*** Block opens ***
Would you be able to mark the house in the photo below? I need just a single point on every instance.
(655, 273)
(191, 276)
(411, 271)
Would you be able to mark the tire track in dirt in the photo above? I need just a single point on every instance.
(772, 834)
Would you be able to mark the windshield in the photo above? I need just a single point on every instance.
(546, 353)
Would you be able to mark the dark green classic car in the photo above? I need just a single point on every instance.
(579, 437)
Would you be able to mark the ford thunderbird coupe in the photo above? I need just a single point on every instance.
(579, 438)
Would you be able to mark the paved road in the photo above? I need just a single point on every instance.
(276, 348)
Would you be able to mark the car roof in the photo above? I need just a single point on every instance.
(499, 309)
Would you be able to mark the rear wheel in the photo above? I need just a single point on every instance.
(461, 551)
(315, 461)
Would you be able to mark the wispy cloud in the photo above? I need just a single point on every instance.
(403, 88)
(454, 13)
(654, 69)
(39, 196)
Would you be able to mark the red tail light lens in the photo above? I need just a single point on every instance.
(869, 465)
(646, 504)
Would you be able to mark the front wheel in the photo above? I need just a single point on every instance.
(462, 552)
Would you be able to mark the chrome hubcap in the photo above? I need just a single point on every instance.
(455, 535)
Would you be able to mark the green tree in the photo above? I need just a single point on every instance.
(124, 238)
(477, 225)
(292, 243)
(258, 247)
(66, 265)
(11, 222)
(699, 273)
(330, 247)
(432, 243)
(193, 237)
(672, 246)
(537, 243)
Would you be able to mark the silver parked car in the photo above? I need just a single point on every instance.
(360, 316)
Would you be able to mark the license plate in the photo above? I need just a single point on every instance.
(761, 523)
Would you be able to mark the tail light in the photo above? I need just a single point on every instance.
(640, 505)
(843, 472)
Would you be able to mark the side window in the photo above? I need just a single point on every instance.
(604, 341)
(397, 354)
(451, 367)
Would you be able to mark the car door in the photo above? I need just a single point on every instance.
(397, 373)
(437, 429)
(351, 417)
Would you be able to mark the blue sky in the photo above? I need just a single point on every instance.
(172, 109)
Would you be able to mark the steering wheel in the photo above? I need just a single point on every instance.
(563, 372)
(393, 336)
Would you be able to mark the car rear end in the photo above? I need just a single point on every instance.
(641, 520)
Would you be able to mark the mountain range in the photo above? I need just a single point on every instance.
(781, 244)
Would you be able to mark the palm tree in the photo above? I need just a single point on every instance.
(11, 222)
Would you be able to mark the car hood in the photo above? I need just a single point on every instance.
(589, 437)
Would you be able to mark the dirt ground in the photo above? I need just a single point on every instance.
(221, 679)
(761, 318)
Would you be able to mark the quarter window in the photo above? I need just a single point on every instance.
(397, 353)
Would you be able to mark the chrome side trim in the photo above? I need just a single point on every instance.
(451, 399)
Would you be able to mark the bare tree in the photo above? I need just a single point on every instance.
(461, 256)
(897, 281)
*** Block closes ***
> _THE PROBLEM_
Output all of the data exactly as given.

> _RESULT OF THIS TASK_
Would you be able to mark the house in the photo below? I need just a single point on every instance.
(655, 273)
(191, 276)
(411, 271)
Would you be able to mark the tire track in dirt in the photo above? I need just a single point on every instance.
(772, 834)
Would you be able to mark the windshield in the photo above? I need just a single point on every instance.
(546, 353)
Would you be able to mark the dark green classic car in the photo above? I need just a single point on every instance.
(579, 437)
Would you be able to mark the ford thunderbird coupe in the photo above? I need just a single point on every instance.
(579, 438)
Would you be able to mark the paved road in the photo above? I need just a single point on every instance.
(276, 348)
Would you be able to mark the car roof in the photo above? I need just a single point on every instance.
(499, 309)
Would you be able to mark the rear wheel in the photo above? I need just a single point on every instance.
(461, 551)
(315, 461)
Would you be able to mark the wispy cloud in the photo above? I need just a single point on every instance.
(403, 88)
(454, 13)
(654, 69)
(39, 196)
Would you be able to mark the red tail light lens in the photo above? I need just a single point on every instance.
(869, 465)
(646, 504)
Would you be able to mark the front wheel in the photo above? I need just a single point on every instance.
(462, 552)
Would you be able to mark the chrome hubcap in the photo above? I need just a single point on every instance.
(455, 535)
Would you be able to mark the green tree in the photo above? I need just a single point on every instance.
(124, 238)
(477, 225)
(292, 243)
(258, 247)
(66, 265)
(11, 222)
(699, 273)
(330, 247)
(432, 243)
(193, 237)
(672, 246)
(537, 243)
Would you be able to mark the silver parked car in the photo above? I need just a single point on every instance.
(360, 316)
Would you be able to mark the license plate in the photo above? I need just a single point on every instance.
(761, 523)
Would you be able to mark the tail light in the photo above? I need just a single point on every instance.
(640, 505)
(843, 472)
Would you be able to mark the side window in the photo above? I need just a single point on every instance.
(604, 341)
(397, 354)
(451, 367)
Would you be able to mark the car door in the photo above? I need just a single point on every instance.
(397, 373)
(437, 429)
(351, 417)
Would you be able to mark the blue sky in the photo above? I need just a single point on every instance.
(172, 109)
Would you be able to mark the steering wheel in the photo above? I need just a single point on every instance.
(563, 372)
(393, 336)
Would you be able to mark the car rear end in the photo above? I need just a single point on every instance.
(641, 520)
Would you be able to mark the mountain range in the photo above? I need just a single point on every instance.
(781, 244)
Would you be able to mark the palm tree in the photo above? I need just a single point on every instance.
(11, 222)
Would you be able to mark the car hood in the photo above? I need just a single point on every instance.
(589, 437)
Would you be able to mark the dirt ground in the photo above? I need just a single point on every instance.
(221, 679)
(761, 318)
Would you be able to mark the quarter window in the photo above? I need just a single point on every instance.
(397, 353)
Would you be able to mark the chrome side trim in the photo above? I need just a single point on every instance.
(451, 399)
Would you be able to mark the bare tree in the photo above? I need just a single point on every instance.
(461, 256)
(897, 281)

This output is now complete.